**WHAT YOU NEED TO DO:** Rewrite every line of the records below as a Markdown table with the columns Row and Line. Number the rows in order and skip blank lines.

**GIVEN DATA:**
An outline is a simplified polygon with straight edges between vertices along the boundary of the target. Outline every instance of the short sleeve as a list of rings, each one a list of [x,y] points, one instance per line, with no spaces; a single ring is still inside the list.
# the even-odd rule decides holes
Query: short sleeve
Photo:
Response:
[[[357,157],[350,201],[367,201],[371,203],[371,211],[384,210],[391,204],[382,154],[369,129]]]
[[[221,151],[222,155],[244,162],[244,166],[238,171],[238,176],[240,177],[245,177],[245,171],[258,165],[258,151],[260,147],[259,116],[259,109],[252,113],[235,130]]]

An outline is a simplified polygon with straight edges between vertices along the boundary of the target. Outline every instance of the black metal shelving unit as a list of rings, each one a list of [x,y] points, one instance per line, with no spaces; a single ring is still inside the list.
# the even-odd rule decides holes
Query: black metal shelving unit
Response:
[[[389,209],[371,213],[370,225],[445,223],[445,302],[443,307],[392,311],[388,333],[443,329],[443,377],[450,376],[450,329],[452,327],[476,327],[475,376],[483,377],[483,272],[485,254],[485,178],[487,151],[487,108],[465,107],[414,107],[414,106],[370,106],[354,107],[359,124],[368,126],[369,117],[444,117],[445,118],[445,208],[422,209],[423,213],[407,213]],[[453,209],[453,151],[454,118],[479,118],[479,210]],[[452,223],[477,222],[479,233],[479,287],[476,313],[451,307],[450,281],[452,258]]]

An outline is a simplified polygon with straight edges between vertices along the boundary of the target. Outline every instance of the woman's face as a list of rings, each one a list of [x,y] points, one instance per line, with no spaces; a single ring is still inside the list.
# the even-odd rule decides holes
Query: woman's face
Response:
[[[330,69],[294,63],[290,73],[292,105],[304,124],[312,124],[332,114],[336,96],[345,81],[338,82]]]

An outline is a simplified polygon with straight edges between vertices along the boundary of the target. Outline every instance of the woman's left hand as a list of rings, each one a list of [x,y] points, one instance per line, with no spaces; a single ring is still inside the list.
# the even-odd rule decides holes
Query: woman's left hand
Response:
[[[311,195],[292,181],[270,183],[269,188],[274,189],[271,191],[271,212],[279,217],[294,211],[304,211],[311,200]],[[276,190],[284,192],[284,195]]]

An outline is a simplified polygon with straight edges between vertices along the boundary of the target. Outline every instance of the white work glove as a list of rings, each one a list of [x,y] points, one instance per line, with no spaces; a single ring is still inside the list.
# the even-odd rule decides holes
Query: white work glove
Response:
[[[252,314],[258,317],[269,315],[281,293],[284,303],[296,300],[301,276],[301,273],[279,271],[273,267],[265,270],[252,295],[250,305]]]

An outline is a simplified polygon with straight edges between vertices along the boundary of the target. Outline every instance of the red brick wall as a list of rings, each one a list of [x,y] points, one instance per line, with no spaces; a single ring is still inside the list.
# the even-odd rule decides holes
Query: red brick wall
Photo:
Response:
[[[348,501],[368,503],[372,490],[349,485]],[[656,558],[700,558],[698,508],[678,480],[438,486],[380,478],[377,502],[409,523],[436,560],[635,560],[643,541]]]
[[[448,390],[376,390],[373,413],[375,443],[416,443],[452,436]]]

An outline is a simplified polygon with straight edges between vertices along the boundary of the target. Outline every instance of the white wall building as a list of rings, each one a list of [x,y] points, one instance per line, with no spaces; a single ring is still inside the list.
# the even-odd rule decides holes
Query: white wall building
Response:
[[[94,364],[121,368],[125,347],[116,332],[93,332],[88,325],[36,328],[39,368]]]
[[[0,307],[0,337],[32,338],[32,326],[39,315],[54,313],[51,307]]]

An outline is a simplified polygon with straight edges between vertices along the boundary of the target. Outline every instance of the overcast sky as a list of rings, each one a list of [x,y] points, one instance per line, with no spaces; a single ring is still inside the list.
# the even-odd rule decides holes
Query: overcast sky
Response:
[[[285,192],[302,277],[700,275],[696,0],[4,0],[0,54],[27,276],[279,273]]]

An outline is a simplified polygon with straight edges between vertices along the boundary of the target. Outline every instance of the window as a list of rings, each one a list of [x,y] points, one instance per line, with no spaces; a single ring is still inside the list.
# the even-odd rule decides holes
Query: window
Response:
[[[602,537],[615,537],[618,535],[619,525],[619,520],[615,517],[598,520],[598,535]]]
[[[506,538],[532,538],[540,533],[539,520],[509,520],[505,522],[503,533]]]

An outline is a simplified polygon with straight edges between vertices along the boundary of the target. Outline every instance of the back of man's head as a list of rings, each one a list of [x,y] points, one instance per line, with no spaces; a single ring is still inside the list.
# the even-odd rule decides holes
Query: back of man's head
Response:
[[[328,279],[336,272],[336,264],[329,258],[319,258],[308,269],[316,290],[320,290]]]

**TASK RESPONSE:**
| Row | Line |
|---|---|
| 1 | An outline is a simplified polygon with straight edges between vertices along the boundary of the target. Outline every instance of the short sleeve as a list of rings, each one a list of [x,y] points, one instance per line, with no spaces; a single ring is still inside the list. |
| 2 | # the even-odd rule decides holes |
| 3 | Query: short sleeve |
| 4 | Photo: |
| 5 | Response: |
| 6 | [[[357,157],[350,201],[367,201],[371,203],[371,211],[384,210],[391,204],[382,154],[369,129]]] |
| 7 | [[[221,151],[222,155],[244,162],[244,166],[238,171],[238,176],[240,177],[245,177],[245,171],[258,165],[258,151],[260,147],[259,116],[259,109],[252,113],[235,130]]] |
| 8 | An outline is a simplified polygon with straight edges between vertices along the boundary of the target. Outline every instance of the black metal shelving unit as a list of rings, each one a list of [x,y] points, one instance per line, with no spaces; a single ring is still inside the list. |
| 9 | # the even-odd rule decides holes |
| 10 | Query: black metal shelving unit |
| 11 | Response: |
| 12 | [[[389,209],[371,213],[370,225],[445,223],[445,302],[443,307],[392,311],[388,333],[443,329],[443,377],[450,376],[450,329],[452,327],[476,327],[475,376],[483,377],[483,272],[485,254],[485,178],[487,151],[487,108],[465,107],[414,107],[414,106],[370,106],[354,107],[359,124],[368,126],[369,117],[444,117],[445,118],[445,208],[422,209],[423,213],[407,213]],[[453,209],[453,151],[454,118],[479,118],[479,210]],[[452,223],[477,222],[479,233],[479,287],[476,313],[451,307],[450,281],[452,258]]] |
| 13 | An outline is a simplified polygon with straight edges between vertices along the boundary of the target. Outline every instance of the woman's face as a list of rings, each one a list of [x,y] points, one instance per line, with no spaces; a single ring is still inside the list. |
| 14 | # the even-odd rule decides holes |
| 15 | Query: woman's face |
| 16 | Response: |
| 17 | [[[330,69],[294,63],[290,73],[292,105],[304,124],[312,124],[332,114],[336,96],[345,81],[338,82]]] |
| 18 | An outline is a simplified polygon with straight edges between vertices along the boundary of the target. Outline every instance of the woman's left hand as a list of rings, each one a list of [x,y] points, one instance per line, with no spaces; a single ring is still inside the list. |
| 19 | # the even-odd rule decides holes |
| 20 | Query: woman's left hand |
| 21 | Response: |
| 22 | [[[311,195],[292,181],[270,183],[269,188],[274,189],[271,191],[271,212],[279,217],[294,211],[304,211],[311,200]],[[276,190],[284,192],[284,195]]] |
| 23 | An outline is a simplified polygon with straight edges between vertices along the boundary of the target. Outline every instance of the white work glove as a list of rings, each one a list of [x,y] points, one instance per line, with no spaces; a single ring is still inside the list. |
| 24 | # the even-odd rule decides holes |
| 25 | Query: white work glove |
| 26 | Response: |
| 27 | [[[252,314],[258,317],[269,315],[281,293],[284,303],[296,300],[301,276],[301,273],[279,271],[273,267],[265,270],[252,295],[250,305]]] |
| 28 | An outline is a simplified polygon with straight edges between vertices along the boundary of the target. Outline every instance of the red brick wall as a list of rings, each one a list of [x,y] points, one instance per line, with no spaces; a single ring is still inside the list. |
| 29 | # the even-odd rule decides holes |
| 30 | Query: red brick wall |
| 31 | Photo: |
| 32 | Response: |
| 33 | [[[348,501],[368,503],[372,490],[349,485]],[[656,558],[700,558],[698,508],[678,480],[438,486],[380,478],[377,502],[409,523],[436,560],[635,560],[643,541]]] |
| 34 | [[[448,390],[376,390],[373,413],[375,443],[416,443],[452,436]]] |
| 35 | An outline is a simplified polygon with straight edges between vertices along the boundary of the target. Outline every instance of the white wall building as a list of rings, each one a list of [x,y] points, one instance per line, with no spaces; a single ring is still inside the list. |
| 36 | # the even-odd rule decides holes |
| 37 | Query: white wall building |
| 38 | Response: |
| 39 | [[[94,364],[121,368],[125,347],[116,332],[93,332],[88,325],[36,328],[39,368]]] |
| 40 | [[[0,307],[0,337],[32,338],[32,326],[39,315],[54,313],[51,307]]] |
| 41 | An outline is a simplified polygon with straight edges between vertices along the boundary of the target. Outline every instance of the overcast sky as a list of rings, each one a list of [x,y] points, one instance per line, with no spaces; a single ring is still inside the list. |
| 42 | # the even-odd rule decides holes |
| 43 | Query: overcast sky |
| 44 | Response: |
| 45 | [[[285,192],[302,277],[700,275],[696,0],[4,0],[0,54],[27,276],[279,273]]] |
| 46 | An outline is a simplified polygon with straight edges between vertices along the boundary of the target. Outline every instance of the window as a list of rings, each one a list of [x,y] points, one instance per line, with no spaces; a single ring is still inside the list. |
| 47 | # the even-odd rule decides holes |
| 48 | Query: window |
| 49 | Response: |
| 50 | [[[602,537],[615,537],[618,535],[619,525],[619,520],[615,517],[598,520],[598,535]]] |
| 51 | [[[506,538],[532,538],[540,533],[539,520],[509,520],[505,522],[503,533]]] |
| 52 | An outline is a simplified polygon with straight edges between vertices along the boundary of the target. Outline every instance of the back of man's head as a list of rings, each one a list of [x,y] points, one instance per line, with no spaces; a single ring is still inside the list. |
| 53 | # the even-odd rule decides holes |
| 54 | Query: back of man's head |
| 55 | Response: |
| 56 | [[[328,279],[336,272],[336,264],[329,258],[319,258],[308,269],[316,290],[320,290]]] |